- **Task requirements**:
Return every entry exactly.

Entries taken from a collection
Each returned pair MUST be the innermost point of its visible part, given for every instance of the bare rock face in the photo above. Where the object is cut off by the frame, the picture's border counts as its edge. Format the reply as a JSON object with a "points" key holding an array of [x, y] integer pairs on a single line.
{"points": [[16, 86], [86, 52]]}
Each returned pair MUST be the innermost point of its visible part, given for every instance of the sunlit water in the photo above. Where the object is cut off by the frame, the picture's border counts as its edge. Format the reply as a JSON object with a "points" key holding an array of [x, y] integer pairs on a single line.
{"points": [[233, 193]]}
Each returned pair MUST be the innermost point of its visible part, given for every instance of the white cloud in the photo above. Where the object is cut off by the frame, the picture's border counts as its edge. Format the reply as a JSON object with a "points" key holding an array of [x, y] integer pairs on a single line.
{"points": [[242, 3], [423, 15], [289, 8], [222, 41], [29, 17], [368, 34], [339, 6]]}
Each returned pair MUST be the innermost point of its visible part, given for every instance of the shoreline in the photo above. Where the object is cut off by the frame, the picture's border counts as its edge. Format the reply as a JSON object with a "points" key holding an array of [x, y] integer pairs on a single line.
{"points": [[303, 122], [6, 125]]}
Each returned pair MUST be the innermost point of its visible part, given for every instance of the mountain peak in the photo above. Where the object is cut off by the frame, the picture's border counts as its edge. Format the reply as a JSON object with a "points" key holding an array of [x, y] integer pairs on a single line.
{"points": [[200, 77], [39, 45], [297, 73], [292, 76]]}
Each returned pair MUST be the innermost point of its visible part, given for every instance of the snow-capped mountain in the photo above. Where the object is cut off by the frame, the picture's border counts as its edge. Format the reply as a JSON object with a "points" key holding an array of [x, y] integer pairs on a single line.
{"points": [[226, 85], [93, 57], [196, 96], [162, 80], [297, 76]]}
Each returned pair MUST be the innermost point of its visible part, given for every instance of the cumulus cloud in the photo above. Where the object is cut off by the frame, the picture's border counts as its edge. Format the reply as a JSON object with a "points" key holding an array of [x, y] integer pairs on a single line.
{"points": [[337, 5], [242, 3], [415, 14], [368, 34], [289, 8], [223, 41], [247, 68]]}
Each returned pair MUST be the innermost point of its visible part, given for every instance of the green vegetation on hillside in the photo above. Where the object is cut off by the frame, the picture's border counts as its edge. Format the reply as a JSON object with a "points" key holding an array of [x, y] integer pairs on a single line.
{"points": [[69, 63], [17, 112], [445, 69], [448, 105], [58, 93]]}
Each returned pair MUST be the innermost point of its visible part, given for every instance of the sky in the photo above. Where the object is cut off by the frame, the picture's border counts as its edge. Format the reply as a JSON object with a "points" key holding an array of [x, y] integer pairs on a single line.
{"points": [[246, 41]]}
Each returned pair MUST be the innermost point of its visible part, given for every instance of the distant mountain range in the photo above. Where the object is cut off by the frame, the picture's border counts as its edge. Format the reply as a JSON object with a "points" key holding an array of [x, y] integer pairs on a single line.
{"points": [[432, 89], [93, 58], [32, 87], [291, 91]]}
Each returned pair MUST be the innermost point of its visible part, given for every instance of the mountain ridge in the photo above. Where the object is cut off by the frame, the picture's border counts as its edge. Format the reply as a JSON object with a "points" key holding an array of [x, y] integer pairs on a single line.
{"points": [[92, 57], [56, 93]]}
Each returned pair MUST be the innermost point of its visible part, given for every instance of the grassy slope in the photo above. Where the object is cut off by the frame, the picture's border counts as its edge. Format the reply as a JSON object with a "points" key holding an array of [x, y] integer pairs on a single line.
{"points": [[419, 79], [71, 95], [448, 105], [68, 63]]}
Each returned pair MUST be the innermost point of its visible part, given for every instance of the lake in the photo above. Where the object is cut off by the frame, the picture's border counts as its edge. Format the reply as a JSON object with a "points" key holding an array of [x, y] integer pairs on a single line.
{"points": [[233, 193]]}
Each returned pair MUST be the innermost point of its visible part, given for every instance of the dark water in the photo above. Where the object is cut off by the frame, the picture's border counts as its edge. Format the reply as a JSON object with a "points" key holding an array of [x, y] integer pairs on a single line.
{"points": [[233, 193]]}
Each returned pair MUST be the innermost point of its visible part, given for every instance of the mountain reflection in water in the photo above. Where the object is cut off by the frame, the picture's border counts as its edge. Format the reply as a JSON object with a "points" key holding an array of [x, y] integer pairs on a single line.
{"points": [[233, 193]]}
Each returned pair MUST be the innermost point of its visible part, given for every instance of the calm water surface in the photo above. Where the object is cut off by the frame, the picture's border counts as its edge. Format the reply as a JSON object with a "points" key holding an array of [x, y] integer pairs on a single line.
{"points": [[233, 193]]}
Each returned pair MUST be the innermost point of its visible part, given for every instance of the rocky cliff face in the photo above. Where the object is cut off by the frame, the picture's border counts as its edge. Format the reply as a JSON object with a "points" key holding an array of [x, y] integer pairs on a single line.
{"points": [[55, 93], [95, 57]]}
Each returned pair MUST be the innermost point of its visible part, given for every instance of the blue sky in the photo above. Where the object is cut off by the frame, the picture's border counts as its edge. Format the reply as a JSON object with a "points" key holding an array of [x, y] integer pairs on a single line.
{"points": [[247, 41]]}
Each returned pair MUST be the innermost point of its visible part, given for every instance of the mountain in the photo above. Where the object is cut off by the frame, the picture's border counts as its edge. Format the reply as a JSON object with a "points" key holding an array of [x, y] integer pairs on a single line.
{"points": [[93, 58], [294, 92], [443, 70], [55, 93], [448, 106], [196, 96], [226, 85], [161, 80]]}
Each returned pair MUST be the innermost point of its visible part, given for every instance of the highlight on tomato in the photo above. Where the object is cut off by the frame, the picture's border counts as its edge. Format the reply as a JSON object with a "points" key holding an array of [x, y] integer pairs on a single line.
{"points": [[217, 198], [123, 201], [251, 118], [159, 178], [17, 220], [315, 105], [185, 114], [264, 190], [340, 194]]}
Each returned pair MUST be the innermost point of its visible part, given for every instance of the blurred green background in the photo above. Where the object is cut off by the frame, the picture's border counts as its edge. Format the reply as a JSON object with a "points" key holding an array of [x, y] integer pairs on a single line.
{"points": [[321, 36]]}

- **Correct output**:
Each returned pair MUST be the innermost point of its visible part, given for every instance of the bare rock face in the photo above. Where the object is cut off by the frame, the picture's border counts as its edge. Format the reply as a JSON object with a "points" key holding an array of [x, y] integer pairs on a single line.
{"points": [[16, 86], [86, 52]]}
Each returned pair MUST be the innermost point of its visible part, given for every instance of the sunlit water in the photo above. Where the object is cut off by the frame, the picture's border counts as its edge. Format the reply as a JSON object with a "points" key holding an array of [x, y] integer pairs on a single line.
{"points": [[233, 193]]}
Each returned pair MUST be the innermost point of its visible part, given for every instance of the white cloud in the photo above. Where the object is cut off by the frame, the picture's border counts as its edge. Format the reply as a JSON object with a "points" key holding an array of [x, y] integer pairs on a single line.
{"points": [[242, 3], [423, 15], [289, 8], [222, 41], [29, 17], [368, 34], [339, 6]]}
Each returned pair MUST be the innermost point of its visible part, given for every instance of the shoreline in the photo above. Where the object is cut off by the frame, the picture's border counts as its edge. Format the reply as a JSON object with a "points" key holding an array of [x, y] integer pairs on a single line.
{"points": [[303, 122], [6, 125]]}
Each returned pair MUST be the innermost point of its visible part, given for every instance of the mountain peak in the photo above. Where the object is cut off by the frame, the picture's border counts as its edge. Format the reply as a JSON object with a "points" key holding an array of [x, y] integer pairs on a single line.
{"points": [[200, 77], [39, 45], [297, 73], [292, 76]]}
Each returned pair MUST be the innermost point of its visible part, given for every instance of the snow-capped mountain in the photo above. Where the object is cut off by the frame, the picture's border counts as its edge. Format the reply as a JSON object with a "points" key holding an array of [x, y] integer pairs on a single line.
{"points": [[226, 85], [93, 57], [196, 96], [162, 80], [297, 76]]}
Each returned pair MUST be the innermost point of its visible part, given for every instance of the cumulus cloud in the photo above. Where the object is cut off by the frame, the picture's border counts as its edge. Format the reply as a JSON object with a "points" key holding an array of [x, y] integer pairs on a single line.
{"points": [[337, 5], [242, 3], [415, 14], [368, 34], [289, 8], [223, 41], [247, 68]]}
Each returned pair MUST be the innermost point of its visible part, given for every instance of the green vegetation on hillside in the photo above. Where the object is cut off by the frame, the picture's border counts as its edge. Format the reply as a JSON object with a "points" key holding an array of [x, y] integer pairs on a single line.
{"points": [[69, 63], [17, 112], [445, 69], [448, 105], [58, 93]]}
Each returned pair MUST be the innermost point of its visible part, given for every instance of the sky in the photo above. Where the object is cut off by the frame, the picture's border counts as its edge. Format the reply as a JSON object with a "points" key holding an array of [x, y] integer pairs on a single line.
{"points": [[246, 41]]}
Each returned pair MUST be the innermost point of its visible part, given for every instance of the distant mountain range in the photo above. Where the object is cut off by the frame, the picture's border counts as its edge. Format the reply as a JSON object with a "points" key holding an array of [x, y] integer pairs on a single line.
{"points": [[432, 89], [93, 58], [32, 87], [291, 91]]}
Each returned pair MUST be the innermost point of its visible part, given for every instance of the mountain ridge in the photo above. Where the object is cut off by the frame, the picture's border counts as its edge. Format the reply as a JSON object with a "points" key holding an array of [x, y] integer pairs on a single line.
{"points": [[92, 57], [56, 93]]}
Each returned pair MUST be the innermost point of its visible part, given for every instance of the grassy slope in the photo above. Where the object is cut off by the frame, the picture's border counts as its edge. Format the reply as a JSON object with a "points" key holding an array of [x, y] integer pairs on a single line.
{"points": [[419, 79], [71, 95], [448, 105], [68, 63]]}
Each returned pair MUST be the innermost point of its visible part, given for every instance of the lake in the photo above. Where the object is cut off by the frame, the picture's border counts as its edge. Format the reply as a JSON object with a "points" key holding an array of [x, y] integer pairs on a single line.
{"points": [[233, 193]]}
Each returned pair MUST be the innermost point of its visible part, given for every instance of the dark water in the photo above. Where the object is cut off by the frame, the picture's border counts as its edge. Format the reply as a JSON object with a "points" key holding an array of [x, y] integer pairs on a single line.
{"points": [[233, 193]]}
Each returned pair MUST be the innermost point of its visible part, given for every instance of the mountain reflection in water in the photo above. Where the object is cut off by the frame, the picture's border counts as its edge. Format the reply as a JSON object with a "points" key holding an array of [x, y] integer pairs on a single line.
{"points": [[233, 193]]}
Each returned pair MUST be the innermost point of its visible part, given for every instance of the calm water surface in the photo above. Where the object is cut off by the frame, the picture's border counts as its edge. Format the reply as a JSON object with a "points" key holding an array of [x, y] integer pairs on a single line.
{"points": [[233, 193]]}
Each returned pair MUST be the innermost point of its visible part, given for every instance of the rocky cliff face in the photo above. Where the object is cut off by the frame, the picture's border counts as its edge. Format the reply as a JSON object with a "points" key holding an array of [x, y] integer pairs on a single line.
{"points": [[55, 93], [95, 57]]}
Each returned pair MUST be the innermost point of its visible part, given for every instance of the blue sky in the photo above. Where the object is cut off by the frame, the picture's border counts as its edge. Format the reply as a JSON object with a "points" key holding an array of [x, y] integer pairs on a single line.
{"points": [[247, 41]]}
Each returned pair MUST be the innermost point of its visible part, given for every instance of the mountain in the photo above. Where the object is cut off by the frame, the picture's border counts as its edge. Format the reply as a JSON object with a "points" key holding an array of [x, y] integer pairs on a single line.
{"points": [[93, 58], [294, 92], [443, 70], [55, 93], [448, 106], [196, 96], [226, 85], [161, 80]]}
Each returned pair MUST be the innermost point of its visible part, given for every instance of the highlight on tomato in the photo above. Where the object is cut off by the frame, the picture's border counts as its edge. Format the reply as a JSON object with a "points" key holding an array of [x, y] integer pairs on a single line.
{"points": [[217, 198], [123, 201], [251, 118], [159, 178], [17, 220], [315, 105], [185, 114], [264, 190], [340, 194]]}
Each returned pair MUST be the innermost point of its visible part, given for every instance of the blurred green background in the photo above. Where the object is cut off by the frame, the picture's border counts as its edge. Format the reply as a JSON object with a "points" key holding an array of [x, y] integer pairs on a single line.
{"points": [[321, 36]]}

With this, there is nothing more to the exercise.